=== SET TASK ===
Retype all of the entries below without changing a single character.

(Point-based annotation data)
▼
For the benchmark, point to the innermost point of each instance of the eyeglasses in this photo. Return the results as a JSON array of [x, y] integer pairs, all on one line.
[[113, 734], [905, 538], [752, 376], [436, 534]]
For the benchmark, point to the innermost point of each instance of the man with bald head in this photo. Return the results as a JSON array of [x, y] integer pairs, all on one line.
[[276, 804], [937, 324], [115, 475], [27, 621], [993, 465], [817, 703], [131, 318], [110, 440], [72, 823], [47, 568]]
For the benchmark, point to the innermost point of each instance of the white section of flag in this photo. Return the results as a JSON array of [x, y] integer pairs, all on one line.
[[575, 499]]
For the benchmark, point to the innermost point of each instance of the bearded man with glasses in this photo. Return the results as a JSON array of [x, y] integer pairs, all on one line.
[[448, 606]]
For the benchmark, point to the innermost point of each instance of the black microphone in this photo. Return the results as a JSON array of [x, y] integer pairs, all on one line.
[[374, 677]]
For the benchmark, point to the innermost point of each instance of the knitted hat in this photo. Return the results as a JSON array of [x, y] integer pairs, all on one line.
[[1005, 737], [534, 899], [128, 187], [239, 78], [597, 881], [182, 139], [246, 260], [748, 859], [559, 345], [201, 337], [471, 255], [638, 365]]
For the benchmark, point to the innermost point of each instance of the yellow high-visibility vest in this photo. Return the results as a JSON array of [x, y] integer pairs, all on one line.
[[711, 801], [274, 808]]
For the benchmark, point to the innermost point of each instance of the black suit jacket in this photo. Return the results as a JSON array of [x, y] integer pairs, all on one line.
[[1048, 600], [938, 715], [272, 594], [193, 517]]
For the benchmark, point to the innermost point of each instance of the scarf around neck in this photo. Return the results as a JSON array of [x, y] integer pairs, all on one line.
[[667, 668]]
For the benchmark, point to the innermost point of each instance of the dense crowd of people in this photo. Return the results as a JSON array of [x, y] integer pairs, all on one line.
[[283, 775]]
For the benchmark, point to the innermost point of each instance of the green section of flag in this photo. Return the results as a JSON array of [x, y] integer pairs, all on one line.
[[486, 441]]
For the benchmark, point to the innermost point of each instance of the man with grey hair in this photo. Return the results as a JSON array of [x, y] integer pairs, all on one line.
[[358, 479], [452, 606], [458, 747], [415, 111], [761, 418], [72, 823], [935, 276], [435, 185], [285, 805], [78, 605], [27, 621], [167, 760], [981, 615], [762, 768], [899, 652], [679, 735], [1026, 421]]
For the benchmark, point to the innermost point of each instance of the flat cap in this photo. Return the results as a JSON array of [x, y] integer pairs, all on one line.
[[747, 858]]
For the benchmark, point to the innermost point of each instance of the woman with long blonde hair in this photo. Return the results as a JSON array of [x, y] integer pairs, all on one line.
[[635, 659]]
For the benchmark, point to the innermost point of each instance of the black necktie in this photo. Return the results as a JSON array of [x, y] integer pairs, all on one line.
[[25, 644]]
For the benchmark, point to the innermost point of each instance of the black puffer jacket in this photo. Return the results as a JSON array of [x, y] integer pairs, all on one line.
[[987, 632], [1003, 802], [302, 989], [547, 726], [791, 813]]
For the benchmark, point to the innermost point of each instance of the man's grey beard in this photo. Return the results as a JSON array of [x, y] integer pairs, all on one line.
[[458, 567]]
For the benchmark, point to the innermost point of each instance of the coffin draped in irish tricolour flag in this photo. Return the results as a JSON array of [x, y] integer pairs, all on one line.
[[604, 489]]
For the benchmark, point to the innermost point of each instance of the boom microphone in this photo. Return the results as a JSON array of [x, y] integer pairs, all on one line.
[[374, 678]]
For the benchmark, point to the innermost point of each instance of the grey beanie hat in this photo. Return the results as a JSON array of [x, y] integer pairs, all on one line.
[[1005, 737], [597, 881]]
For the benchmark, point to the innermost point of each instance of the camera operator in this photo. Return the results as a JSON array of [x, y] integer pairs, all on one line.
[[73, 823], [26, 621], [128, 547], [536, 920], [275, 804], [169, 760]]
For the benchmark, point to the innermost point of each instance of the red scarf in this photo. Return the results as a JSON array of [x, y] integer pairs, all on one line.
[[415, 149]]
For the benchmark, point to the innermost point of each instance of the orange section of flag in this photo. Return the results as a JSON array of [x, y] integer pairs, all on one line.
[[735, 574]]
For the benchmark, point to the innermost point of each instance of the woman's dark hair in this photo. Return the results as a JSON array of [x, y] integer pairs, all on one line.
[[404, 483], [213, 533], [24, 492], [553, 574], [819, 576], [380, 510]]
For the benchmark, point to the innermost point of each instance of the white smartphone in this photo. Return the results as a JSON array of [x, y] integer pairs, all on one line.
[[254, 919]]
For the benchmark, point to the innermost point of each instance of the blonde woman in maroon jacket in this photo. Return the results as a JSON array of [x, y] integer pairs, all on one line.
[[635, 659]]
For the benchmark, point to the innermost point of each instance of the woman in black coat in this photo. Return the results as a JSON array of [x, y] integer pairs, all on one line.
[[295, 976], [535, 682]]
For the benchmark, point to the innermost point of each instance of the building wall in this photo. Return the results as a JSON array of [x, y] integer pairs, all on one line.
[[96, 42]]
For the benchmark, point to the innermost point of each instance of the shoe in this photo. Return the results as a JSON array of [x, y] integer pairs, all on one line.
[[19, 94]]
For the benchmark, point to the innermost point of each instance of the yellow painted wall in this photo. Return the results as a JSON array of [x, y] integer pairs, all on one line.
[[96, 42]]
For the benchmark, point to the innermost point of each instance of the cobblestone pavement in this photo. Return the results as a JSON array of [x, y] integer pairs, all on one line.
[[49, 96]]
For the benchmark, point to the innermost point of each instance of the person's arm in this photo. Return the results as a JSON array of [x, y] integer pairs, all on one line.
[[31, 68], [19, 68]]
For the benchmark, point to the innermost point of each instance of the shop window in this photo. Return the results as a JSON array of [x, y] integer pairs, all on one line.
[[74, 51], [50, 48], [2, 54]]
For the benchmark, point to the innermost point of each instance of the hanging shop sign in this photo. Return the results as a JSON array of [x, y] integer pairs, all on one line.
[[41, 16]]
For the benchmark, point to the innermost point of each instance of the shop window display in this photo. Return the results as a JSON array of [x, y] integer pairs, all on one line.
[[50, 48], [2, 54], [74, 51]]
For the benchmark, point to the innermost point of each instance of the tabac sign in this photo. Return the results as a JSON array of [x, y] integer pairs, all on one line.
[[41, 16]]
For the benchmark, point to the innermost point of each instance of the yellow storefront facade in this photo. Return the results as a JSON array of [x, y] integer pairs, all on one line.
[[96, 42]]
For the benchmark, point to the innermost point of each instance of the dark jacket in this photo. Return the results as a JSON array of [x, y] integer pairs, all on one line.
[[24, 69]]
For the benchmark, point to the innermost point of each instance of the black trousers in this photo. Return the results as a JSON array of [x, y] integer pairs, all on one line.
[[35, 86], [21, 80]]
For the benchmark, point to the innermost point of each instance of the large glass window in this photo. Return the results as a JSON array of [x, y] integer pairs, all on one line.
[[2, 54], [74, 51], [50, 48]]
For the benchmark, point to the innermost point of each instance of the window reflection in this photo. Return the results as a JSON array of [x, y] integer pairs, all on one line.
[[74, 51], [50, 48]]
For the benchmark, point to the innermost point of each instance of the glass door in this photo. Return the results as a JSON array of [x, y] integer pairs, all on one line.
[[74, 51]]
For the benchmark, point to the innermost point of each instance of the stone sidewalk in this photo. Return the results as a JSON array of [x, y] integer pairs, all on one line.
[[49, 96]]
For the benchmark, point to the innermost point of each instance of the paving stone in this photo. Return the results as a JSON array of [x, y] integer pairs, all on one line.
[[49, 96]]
▲
=== RESULT OF THIS TASK ===
For the benchmark, point to the innermost point of each instance of the eyeglasses in this photo. Return the results as a JSON array of [x, y] integer pairs, all on one line.
[[113, 734], [905, 538], [752, 376], [436, 534]]
For the benchmark, point to the innermost point of each instance of the man with bald head in this photo. Return the results as a JSON array of [x, y] integer pairs, all on one line.
[[276, 804], [937, 324], [115, 475], [27, 621], [993, 465], [817, 703], [131, 318], [110, 440], [72, 823], [47, 568]]
For the benchmark, point to the innermost point of each instance of the white section of flag in this photo. Return the results as a JSON array of [x, y] integer pairs, all on one line.
[[575, 499]]
For the benchmark, point to the innermost point of each instance of the bearded man with glasses in this photo. Return the results as a JSON array of [x, y] integer pairs, all on one line.
[[448, 606]]
For the benchmark, point to the innermost point of each instance of the black microphone in this photo. Return the results as a JSON array of [x, y] integer pairs, all on one line.
[[374, 677]]
For the benchmark, point to the innermost point of each instance of the knitted hat in this photo. Return the results as a JSON array of [x, y] integer pairs, all on one line.
[[1005, 737], [534, 899], [128, 187], [239, 78], [597, 881], [182, 139], [246, 260], [748, 859], [559, 345], [201, 337], [471, 255], [638, 365]]
For the benchmark, point to the innermost point of each instance of the yellow high-visibility vest in this photo. Return the results as a JSON array of [x, y] integer pairs, all on one line.
[[711, 801], [274, 808]]
For the benchmark, point to the innermost point of each instance of the black suit jacket in this photo. Return the results as a JSON array of [x, y] integer pairs, all on one line.
[[1048, 600], [938, 715], [272, 594], [193, 517]]
For the benchmark, point to the innermost point of each instance of the scarf around neck in this photo. Return the results as a JSON array of [x, y] integer pairs, all on one line.
[[667, 668]]
For the benchmark, point to the innermost point of each instance of the dense crowd of people in this photo. Return the results as a JSON array of [x, y] integer pairs, all on one line.
[[283, 775]]
For the benchmark, point to the innermost point of each instance of the green section of flag in this photo. Return the results as a JSON array of [x, y] integer pairs, all on one line.
[[486, 441]]
For the benchmark, point to the innermost point of each instance of the man with grey hair in this photo. Return the results as a JSON array of [x, y] integer pairs, all on one line.
[[358, 479], [452, 606], [458, 747], [415, 111], [761, 418], [72, 823], [935, 276], [435, 185], [285, 805], [78, 605], [27, 621], [167, 760], [981, 615], [762, 768], [899, 652], [679, 735], [1026, 421]]
For the benchmark, point to the innermost point of each instance of the flat cap in this photo. Return the results as a JSON array of [x, y] integer pairs, all on one line.
[[747, 858]]
For the benchmark, point to the innermost point of each instance of the woman with long blonde hair in this photo. Return the results as a JSON array of [x, y] integer pairs, all on one line.
[[635, 659]]
For the benchmark, point to the innermost point of each instance of the black necktie in this photo. Return the results as a JSON array of [x, y] integer pairs, all on one line.
[[25, 644]]
For the benchmark, point to the innermost point of each instance of the black puffer jacket in this photo. Return the results as a JSON array of [x, y] integer pairs, all on one line.
[[987, 632], [1003, 802], [302, 989], [547, 726], [791, 813]]
For the benchmark, point to the innermost point of each instance of the man's grey beard in this photo. Return the results as a JSON array of [x, y] integer pairs, all on one line.
[[458, 567]]
For the benchmark, point to the innermost point of each instance of the coffin draped in irish tricolour flag in this photo. Return the results as a JSON array of [x, y] integer pairs, all on one line.
[[604, 489]]
For the benchmark, point to the innermost point of each instance of the boom microphone in this photo. Return the results as a JSON array of [x, y] integer pairs, all on one line.
[[374, 678]]
For the benchmark, point to the innermost point of each instance of the grey beanie hat in this photo. Return the results as a JSON array of [x, y] integer pairs, all on one line.
[[1005, 737], [597, 881]]
For the benchmark, point to the innermost point of each instance of the camera operator in this photo. Return the results as a JSON array of [x, y] integer pairs, all on one line.
[[73, 823], [26, 621], [128, 547], [536, 920], [275, 804], [169, 760]]
For the benchmark, point to the innermost point of each instance of the red scarf in this photo. Return the results as a JSON array of [x, y] integer pairs, all on one line.
[[415, 149]]
For the benchmark, point to the innermost point of each instance of the orange section of flag in this photo. Return the results as a JSON array of [x, y] integer pairs, all on one line.
[[735, 574]]
For the benchmark, point to the innermost point of each instance of the woman's dark hair in this photo. Return the results as a JSON array of [x, y] integer pairs, all on one line.
[[404, 483], [213, 533], [24, 492], [553, 574], [819, 576], [380, 510]]
For the benchmark, point to the innermost point of each instance of the white smartphone in this photo. Return the results as a JSON array of [x, y] integer pairs, all on one line.
[[254, 919]]
For the benchmark, point to the innermost point of each instance of the blonde woman in maroon jacket in this photo. Return the results as a JSON array of [x, y] integer pairs, all on one line.
[[635, 659]]
For the benchmark, point to the innermost point of each instance of the woman in black coat in this photo. Return the results as a JSON array of [x, y] integer pairs, all on one line.
[[295, 976], [535, 682]]
For the benchmark, point to the innermost point of each instance of the building wall in this photo. Return the results as a JSON array of [x, y] integer pairs, all on one line.
[[96, 42]]
For the benchmark, point to the innermost point of each instance of the shoe in this photo. Return the results as a JSON array of [x, y] integer pairs, all on one line.
[[19, 94]]
For the benchmark, point to the innermost point of each instance of the yellow painted wall in this photo. Return the results as a JSON array of [x, y] integer pairs, all on one line.
[[96, 42]]
For the benchmark, point to the innermost point of each instance of the cobblestone pavement in this photo. Return the results as a JSON array of [x, y] integer pairs, all on one line.
[[49, 96]]
For the benchmark, point to the innermost point of each instance of the person's arm in this photo. Return the results as a JSON array of [x, y] integer pairs, all on one line.
[[31, 68], [19, 68]]
For the benchmark, point to the innermost point of each instance of the shop window in this photo. Return the results as a JSON array of [x, y] integer pairs, all on one line.
[[74, 51], [50, 48], [2, 54]]
For the benchmark, point to the innermost point of each instance of the hanging shop sign in this photo. Return the results as a JSON array of [x, y] integer pairs, all on one line.
[[41, 16]]
For the benchmark, point to the innermost point of each instance of the shop window display in this photo. Return the results as a JSON array of [x, y] integer pairs, all on one line.
[[50, 48], [2, 54], [74, 51]]
For the benchmark, point to the innermost point of each instance of the tabac sign in this photo. Return the results as a JSON array of [x, y] integer pairs, all on one line.
[[41, 16]]
For the benchmark, point to the innermost point of each instance of the yellow storefront facade in this photo. Return the results as a JSON array of [x, y] integer pairs, all on one line.
[[96, 42]]
For the benchmark, point to the innermost point of each instance of the dark jacket in this photo. Return the results as a JSON array of [x, y] integer pairs, all on one line.
[[24, 69]]
For the benchmark, point to the innermost point of each instance of the black trousers in this photo. Return the results as a JSON array of [x, y] integer pairs, all on one line.
[[35, 86], [21, 80]]
For the benchmark, point to the innermost point of each instance of the large glass window in this photo. Return the results as a JSON array of [x, y] integer pairs, all on one line.
[[2, 54], [74, 51], [50, 48]]
For the benchmark, point to the innermost point of each instance of the window reflection in this photo. Return the results as a JSON array of [x, y] integer pairs, all on one line.
[[74, 51], [50, 48]]
For the benchmark, point to the innermost point of each instance of the glass door in this photo. Return the results as a JSON array of [x, y] integer pairs, all on one line.
[[74, 51]]
For the benchmark, point to the innermost point of each instance of the stone sidewalk in this photo. Return the results as a JSON array of [x, y] integer pairs, all on one line.
[[49, 96]]
For the benchmark, point to the innermost point of each instance of the paving stone in this photo. Return the results as a JSON array of [x, y] integer pairs, all on one line.
[[49, 96]]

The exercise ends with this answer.